**Tarefa obrigatória a**. Reescreva as linhas dos registros, do início deles até a linha que contém "94 24 L 120", inclusive, mantendo as solicitações e somando -78 a cada número das coordenadas nas respostas, sem mexer nas solicitações nem nos modelos de formato. Deixe as imagens fora da resposta.

Em linhas gerais, a reverse breakup fee é um elemento-chave para alinhar os interesses e expectativas das partes envolvidas em transações de M&A, oferecendo segurança adicional ao vendedor enquanto responsabiliza o comprador pelos riscos sob seu controle.

O principal objetivo desta cláusula é criar uma rede de segurança financeira e estratégica para o vendedor. Incluindo mitigar perdas financeiras, de forma que haja compensação ao vendedor pelo tempo e recursos alocados na operação de M&A. Além disso, serve para indenizar o vendedor pela possível perda de outras oportunidades de negócios enquanto a transação estava em negociação, bem como distribui os riscos entre as partes, garantindo que o comprador tenha um incentivo financeiro para concluir o negócio, e por fim, demonstra a seriedade e o comprometimento do comprador em avançar com a operação.

Dentre os benefícios de utilização da cláusula breakup fee, cita-se a  segurança financeira propiciada ao vendedor, a proteção contra incertezas e a manutenção do foco na negociação com maior confiança e tranquilidade. Já em relação ao comprador, a breakup fee é uma alternativa para demonstrar comprometimento, reforçando sua credibilidade, além de viabilizar maior flexibilidade na negociação, com as condições previamente definidas, o que consequentemente acarreta a melhora do relacionamento entre as partes.

Além disso, no aspecto geral, a utilização desse mecanismo proporciona um padrão para negociações de alto risco, especialmente nos setores sujeitos a questões regulatórias rigorosas e, também, fomenta um cenário de redução de litígios, pois, ao definir antecipadamente as consequências do descumprimento contratual ou rompimento da operação, a probabilidade de disputas judiciais prolongadas e desgastantes é consideravelmente minimizada.

Panorama brasileiro e tendência de mudanças no mercado americano

No Brasil, ao longo dos últimos anos, houve notícia de diversas operações que previram taxa de insucesso, chamando a atenção, em especial, as multas de grande vulto envolvidas, em tendência muitas vezes contrária ao que vêm sendo observado no mercado norte-americano.

Para ilustrar, a compra da Fibria pela Suzano, em 2019, que resultou em uma gigante na indústria da celulose, continha esse mecanismo e previa que, entre outras condições que poderiam levar a não efetivação do negócio, caso as autoridades concorrenciais no Brasil e no exterior exigissem condições entendidas como excessivamente onerosas pela Suzano, fazendo com que esta desistisse da operação, a Fibria receberia R$ 750 milhões a título de taxa de insucesso.

**Tarefa obrigatória b**.
Responda com base no trecho sobre a reverse breakup fee:
(i) Em que ano ocorreu a compra da Fibria pela Suzano?
(ii) Que valor a Fibria receberia a título de taxa de insucesso?
(iii) Para o comprador, a breakup fee é uma alternativa para demonstrar o quê?

**Registros de um conjunto de dados**.

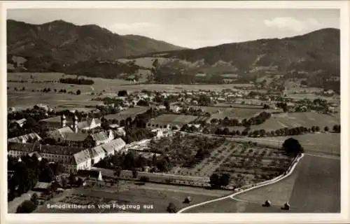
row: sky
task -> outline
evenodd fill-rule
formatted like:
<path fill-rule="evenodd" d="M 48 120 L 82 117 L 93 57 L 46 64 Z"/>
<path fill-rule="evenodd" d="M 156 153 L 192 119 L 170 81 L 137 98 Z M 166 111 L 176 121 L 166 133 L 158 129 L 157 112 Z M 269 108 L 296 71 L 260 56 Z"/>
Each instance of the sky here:
<path fill-rule="evenodd" d="M 339 9 L 8 9 L 7 18 L 31 24 L 57 20 L 94 24 L 120 35 L 141 35 L 189 48 L 340 26 Z"/>

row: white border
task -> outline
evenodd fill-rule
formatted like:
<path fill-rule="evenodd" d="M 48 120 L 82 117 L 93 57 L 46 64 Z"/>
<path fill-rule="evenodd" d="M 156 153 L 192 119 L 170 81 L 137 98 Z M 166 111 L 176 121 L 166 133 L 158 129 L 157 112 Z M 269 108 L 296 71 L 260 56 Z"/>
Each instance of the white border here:
<path fill-rule="evenodd" d="M 349 99 L 350 95 L 347 85 L 349 83 L 349 10 L 350 4 L 348 1 L 9 1 L 1 2 L 1 13 L 2 15 L 1 23 L 1 110 L 4 113 L 0 116 L 1 126 L 0 139 L 1 139 L 1 220 L 6 218 L 6 223 L 72 223 L 80 222 L 83 223 L 348 223 L 349 211 L 349 193 L 347 189 L 349 183 Z M 6 214 L 7 211 L 6 189 L 7 180 L 6 175 L 6 108 L 7 108 L 6 98 L 6 8 L 340 8 L 341 9 L 341 120 L 342 130 L 341 134 L 342 141 L 342 213 L 340 214 L 254 214 L 253 216 L 247 214 Z M 4 175 L 5 174 L 5 175 Z M 176 217 L 176 218 L 175 218 Z"/>

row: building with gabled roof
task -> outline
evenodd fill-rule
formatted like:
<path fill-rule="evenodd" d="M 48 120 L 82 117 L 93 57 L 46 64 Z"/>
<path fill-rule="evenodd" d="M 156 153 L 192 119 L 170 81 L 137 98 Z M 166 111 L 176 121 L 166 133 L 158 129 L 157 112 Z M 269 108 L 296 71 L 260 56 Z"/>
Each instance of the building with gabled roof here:
<path fill-rule="evenodd" d="M 13 137 L 8 139 L 8 142 L 27 143 L 34 142 L 41 140 L 41 137 L 36 133 L 32 132 L 24 135 L 21 135 L 17 137 Z"/>
<path fill-rule="evenodd" d="M 106 151 L 102 146 L 97 146 L 89 150 L 91 158 L 91 164 L 94 164 L 106 157 Z"/>
<path fill-rule="evenodd" d="M 87 118 L 86 120 L 78 122 L 78 129 L 82 132 L 91 130 L 97 127 L 101 127 L 101 120 L 99 118 Z"/>
<path fill-rule="evenodd" d="M 90 136 L 92 141 L 95 142 L 96 146 L 108 143 L 114 139 L 114 134 L 111 130 L 92 133 L 90 134 Z"/>
<path fill-rule="evenodd" d="M 20 158 L 34 153 L 48 161 L 61 163 L 66 172 L 74 173 L 91 167 L 90 153 L 86 148 L 40 144 L 8 144 L 8 154 L 10 156 Z"/>
<path fill-rule="evenodd" d="M 52 138 L 56 141 L 61 141 L 64 139 L 64 133 L 74 133 L 69 127 L 64 127 L 46 132 L 49 138 Z"/>
<path fill-rule="evenodd" d="M 10 124 L 10 128 L 21 128 L 23 127 L 27 122 L 27 119 L 22 118 L 20 120 L 13 120 Z"/>
<path fill-rule="evenodd" d="M 120 151 L 126 146 L 125 142 L 120 138 L 112 140 L 109 143 L 102 145 L 102 148 L 106 151 L 106 155 L 114 155 L 115 152 Z"/>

**Resposta do exercício a**.
row: sky
task -> outline
evenodd fill-rule
formatted like:
<path fill-rule="evenodd" d="M 48 120 L 82 117 L 93 57 L 46 64 Z"/>
<path fill-rule="evenodd" d="M 156 153 L 192 119 L 170 81 L 137 98 Z M 166 111 L 176 121 L 166 133 L 158 129 L 157 112 Z M 269 108 L 296 71 L 260 56 Z"/>
Each instance of the sky here:
<path fill-rule="evenodd" d="M 261 -69 L -70 -69 L -71 -60 L -47 -54 L -21 -58 L 16 -54 L 42 -43 L 63 -43 L 111 -30 L 262 -52 Z"/>

**Resposta do exercício b**.
(i) Em 2019.
(ii) R$ 750 milhões.
(iii) Comprometimento.